Stored data

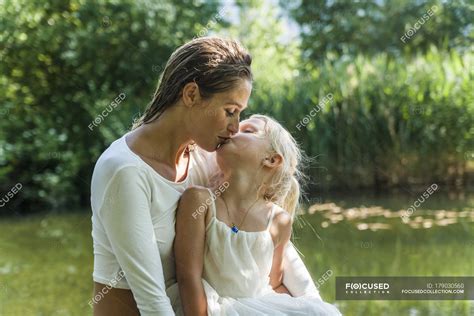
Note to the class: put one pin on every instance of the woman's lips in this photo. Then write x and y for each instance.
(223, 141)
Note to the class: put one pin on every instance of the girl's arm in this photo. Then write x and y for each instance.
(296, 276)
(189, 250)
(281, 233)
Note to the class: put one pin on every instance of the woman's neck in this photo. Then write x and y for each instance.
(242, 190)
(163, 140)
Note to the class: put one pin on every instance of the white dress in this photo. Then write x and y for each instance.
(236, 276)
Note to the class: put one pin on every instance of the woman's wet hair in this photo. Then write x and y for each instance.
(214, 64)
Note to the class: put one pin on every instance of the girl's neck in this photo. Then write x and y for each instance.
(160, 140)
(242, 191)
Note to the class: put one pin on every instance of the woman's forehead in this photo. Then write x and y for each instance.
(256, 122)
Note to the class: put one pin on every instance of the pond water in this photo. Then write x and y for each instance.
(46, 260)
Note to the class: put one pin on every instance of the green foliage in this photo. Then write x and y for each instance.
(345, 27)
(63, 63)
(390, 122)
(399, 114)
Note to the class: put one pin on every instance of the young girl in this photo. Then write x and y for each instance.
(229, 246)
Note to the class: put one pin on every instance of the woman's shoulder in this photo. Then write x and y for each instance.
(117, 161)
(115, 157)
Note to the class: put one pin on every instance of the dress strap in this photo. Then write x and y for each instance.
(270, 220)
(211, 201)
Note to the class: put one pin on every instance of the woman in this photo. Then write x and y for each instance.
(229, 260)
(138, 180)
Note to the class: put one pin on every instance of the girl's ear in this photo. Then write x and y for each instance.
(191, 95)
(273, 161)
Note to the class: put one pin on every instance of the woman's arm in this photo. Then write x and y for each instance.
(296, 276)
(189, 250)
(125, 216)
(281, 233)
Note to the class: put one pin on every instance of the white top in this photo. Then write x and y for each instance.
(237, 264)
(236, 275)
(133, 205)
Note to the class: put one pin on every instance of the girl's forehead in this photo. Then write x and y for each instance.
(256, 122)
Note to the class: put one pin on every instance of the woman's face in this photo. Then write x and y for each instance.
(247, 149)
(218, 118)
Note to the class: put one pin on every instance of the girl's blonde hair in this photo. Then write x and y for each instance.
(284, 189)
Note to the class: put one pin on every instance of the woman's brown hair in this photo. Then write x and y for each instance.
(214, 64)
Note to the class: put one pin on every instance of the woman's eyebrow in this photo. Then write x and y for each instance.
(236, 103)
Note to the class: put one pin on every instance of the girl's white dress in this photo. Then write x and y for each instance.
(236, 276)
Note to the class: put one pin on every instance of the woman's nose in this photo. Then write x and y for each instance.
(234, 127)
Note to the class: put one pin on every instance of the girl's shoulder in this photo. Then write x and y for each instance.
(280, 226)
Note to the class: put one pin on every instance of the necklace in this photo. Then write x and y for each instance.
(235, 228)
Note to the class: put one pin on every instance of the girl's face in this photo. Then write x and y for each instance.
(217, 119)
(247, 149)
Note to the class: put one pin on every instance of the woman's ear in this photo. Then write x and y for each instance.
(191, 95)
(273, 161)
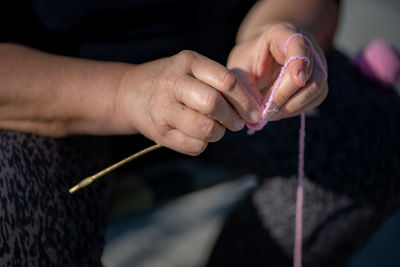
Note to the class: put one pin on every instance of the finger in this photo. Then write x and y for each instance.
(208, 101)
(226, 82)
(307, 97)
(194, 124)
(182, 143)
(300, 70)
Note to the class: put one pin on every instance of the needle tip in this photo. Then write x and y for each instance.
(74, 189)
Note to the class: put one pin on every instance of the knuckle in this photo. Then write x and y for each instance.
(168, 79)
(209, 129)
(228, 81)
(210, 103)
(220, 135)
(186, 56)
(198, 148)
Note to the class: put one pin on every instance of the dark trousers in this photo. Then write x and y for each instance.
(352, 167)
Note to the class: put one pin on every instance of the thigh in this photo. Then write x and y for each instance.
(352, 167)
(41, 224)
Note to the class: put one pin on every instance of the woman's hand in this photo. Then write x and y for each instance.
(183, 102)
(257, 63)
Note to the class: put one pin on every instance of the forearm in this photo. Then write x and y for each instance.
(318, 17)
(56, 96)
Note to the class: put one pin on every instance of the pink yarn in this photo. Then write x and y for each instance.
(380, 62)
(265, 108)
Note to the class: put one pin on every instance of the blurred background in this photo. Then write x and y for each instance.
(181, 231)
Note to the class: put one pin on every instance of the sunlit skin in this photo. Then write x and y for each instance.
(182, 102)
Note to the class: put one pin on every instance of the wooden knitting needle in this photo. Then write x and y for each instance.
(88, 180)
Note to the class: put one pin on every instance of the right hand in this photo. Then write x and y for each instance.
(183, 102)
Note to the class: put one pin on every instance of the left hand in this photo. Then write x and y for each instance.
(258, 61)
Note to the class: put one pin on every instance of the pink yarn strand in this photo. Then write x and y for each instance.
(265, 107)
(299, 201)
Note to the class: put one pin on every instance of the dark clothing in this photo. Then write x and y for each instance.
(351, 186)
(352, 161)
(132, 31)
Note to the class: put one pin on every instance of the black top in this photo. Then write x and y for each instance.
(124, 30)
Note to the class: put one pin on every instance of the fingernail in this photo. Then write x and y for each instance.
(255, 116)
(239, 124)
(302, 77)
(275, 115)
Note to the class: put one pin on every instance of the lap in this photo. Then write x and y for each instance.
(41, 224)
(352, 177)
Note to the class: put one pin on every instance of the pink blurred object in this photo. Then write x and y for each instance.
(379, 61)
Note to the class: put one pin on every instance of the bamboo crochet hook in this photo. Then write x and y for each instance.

Exercise requirements
Print the records above word for word, omitting any picture they contain.

Your response
Note to the class: put one pin on every instance of the woman's lips in this photo. Then write x and y for each instance.
(223, 141)
Note to the class: put one pin on every instance of the girl's arm in this photo. Then write x and y for each instance.
(296, 276)
(189, 250)
(281, 233)
Note to the class: put one pin on every instance of the woman's neck in this photo. Then write x and y for each instance.
(242, 190)
(163, 140)
Note to the class: put one pin on every instance of the white dress in this photo. Then write x and y for each instance.
(236, 276)
Note to the class: put one pin on every instance of the woman's wet hair in this photo. Then write x and y for each instance.
(214, 64)
Note to the class: put one pin on every instance of the girl's neck in this photo. Then write x and y for each instance.
(160, 140)
(242, 191)
Note to the class: put one pin on every instance of the woman's forehead in this photo. Then write x and y for each instance.
(256, 122)
Note to the class: put one pin on every instance of the pond water in this photo. Then write x and y for each instance.
(46, 260)
Note to the class: put one pin on every instance of the green foliage in this photo. Then write x and y for each instance.
(345, 27)
(63, 63)
(390, 122)
(399, 114)
Note to the class: put one pin on every instance of the young girl in this photo. Then write x and y for each instance.
(229, 246)
Note to the class: put one pin on every instance of the woman's shoulder in this photo. Then write x and y for each instance.
(117, 161)
(115, 157)
Note to the class: put one pin on every instance of the dress strap in this photo. Then write x and y for each instance.
(270, 220)
(211, 201)
Note to the class: put one pin on every instance of the woman in this photo. Then write x and y for each instance.
(229, 260)
(138, 180)
Note to the class: put one pin on every instance of the girl's ear in this photo. Then write x and y for each instance.
(191, 95)
(273, 161)
Note to the class: put one pin on every instance of the woman's arm in this photo. Then write x and y for each instance.
(296, 276)
(189, 250)
(125, 216)
(281, 233)
Note to the class: put one pin on every instance of the white top in this photo. Then write x and y for each instance.
(237, 264)
(236, 275)
(133, 205)
Note to the class: put one pin on every instance of the girl's forehead in this photo. Then write x and y for each instance.
(256, 122)
Note to the class: put one pin on every instance of the woman's face in this photo. Then write x and y for each instance.
(247, 149)
(218, 118)
Note to the class: put one pin on every instance of the girl's blonde hair in this photo. Then write x and y for each instance.
(284, 189)
Note to the class: put one pin on every instance of the woman's brown hair in this photo. Then write x and y for each instance.
(214, 64)
Note to the class: put one pin on every instance of the woman's eyebrow in this photo. Then write x and y for each instance.
(236, 103)
Note to the class: put one pin on every instance of the girl's white dress in this photo. Then write x and y for each instance.
(236, 276)
Note to the class: put one pin on every instance of the woman's nose in this photo. Then write x and y for each instance.
(234, 127)
Note to the class: put one pin on every instance of the girl's shoulder in this photo. Then write x and y for each instance.
(280, 226)
Note to the class: put one pin on every instance of the necklace in this photo. Then write x and y for each instance.
(235, 228)
Note to the class: put one pin on every instance of the girl's face in this photo. Then write x and y for each instance.
(217, 119)
(247, 149)
Note to the class: put one pin on every instance of the woman's ear in this photo. Then write x and y for each instance.
(191, 95)
(273, 161)
Note to the class: put one pin on every instance of the finger in this photo. Then write x and y for each instance.
(208, 101)
(226, 82)
(307, 97)
(194, 124)
(182, 143)
(300, 70)
Note to the class: put one pin on every instance of the needle tip in this photo. Then write x and y for each instance.
(74, 189)
Note to the class: put one pin on every instance of the knuckle in this photo. Then write x and y for each instance.
(168, 79)
(209, 129)
(228, 81)
(210, 103)
(220, 135)
(186, 56)
(198, 148)
Note to the class: put one pin on every instance of the dark trousers in this photo. Then write x and y for each instance.
(352, 167)
Note to the class: put one pin on every instance of the thigh in this photo. Then write x and y for each instance.
(352, 167)
(41, 224)
Note to the class: put one pin on every instance of the woman's hand in this photo. Then write x and y for each instance.
(183, 102)
(257, 63)
Note to the class: put one pin on every instance of the forearm in this photo. Then write x and y for each instance.
(318, 17)
(56, 96)
Note to the class: put one pin on every instance of the pink yarn in this photo. Then write x and y for each instance.
(380, 62)
(265, 108)
Note to the class: put one pin on every instance of the blurred background in this photo. Then write x and y for each instance.
(181, 231)
Note to the class: put one pin on every instance of the sunlit skin in this photo. Then write x and y for each instance.
(182, 102)
Note to the class: put one pin on every instance of the wooden knitting needle in this photo. Then write x and y for each instance.
(88, 180)
Note to the class: put one pin on every instance of the right hand in this photo. Then write x and y for each instance.
(183, 102)
Note to the class: put one pin on every instance of the left hand in this photo. Then write x and y for each instance.
(258, 61)
Note to the class: put one pin on every instance of the pink yarn strand in this photo. Then write x and y for each instance.
(265, 107)
(299, 201)
Note to the class: put one pin on every instance of the dark clothing in this photo. Then write x and y for each instance.
(351, 186)
(352, 161)
(132, 31)
Note to the class: put one pin on every instance of the black top in this photo. Then write x and y for each instance.
(124, 30)
Note to the class: put one pin on every instance of the fingernail in this photo. Then write x and y for each instance.
(255, 116)
(239, 124)
(302, 77)
(275, 115)
Note to the class: put one pin on every instance of the lap in this photo. Then write x and y for each instance.
(41, 224)
(352, 177)
Note to the class: put one pin on every instance of the pink blurred object in this photo. Then write x and y for each instance.
(379, 61)
Note to the class: put one pin on every instance of the bamboo crochet hook in this photo. Then write x and y for each instance.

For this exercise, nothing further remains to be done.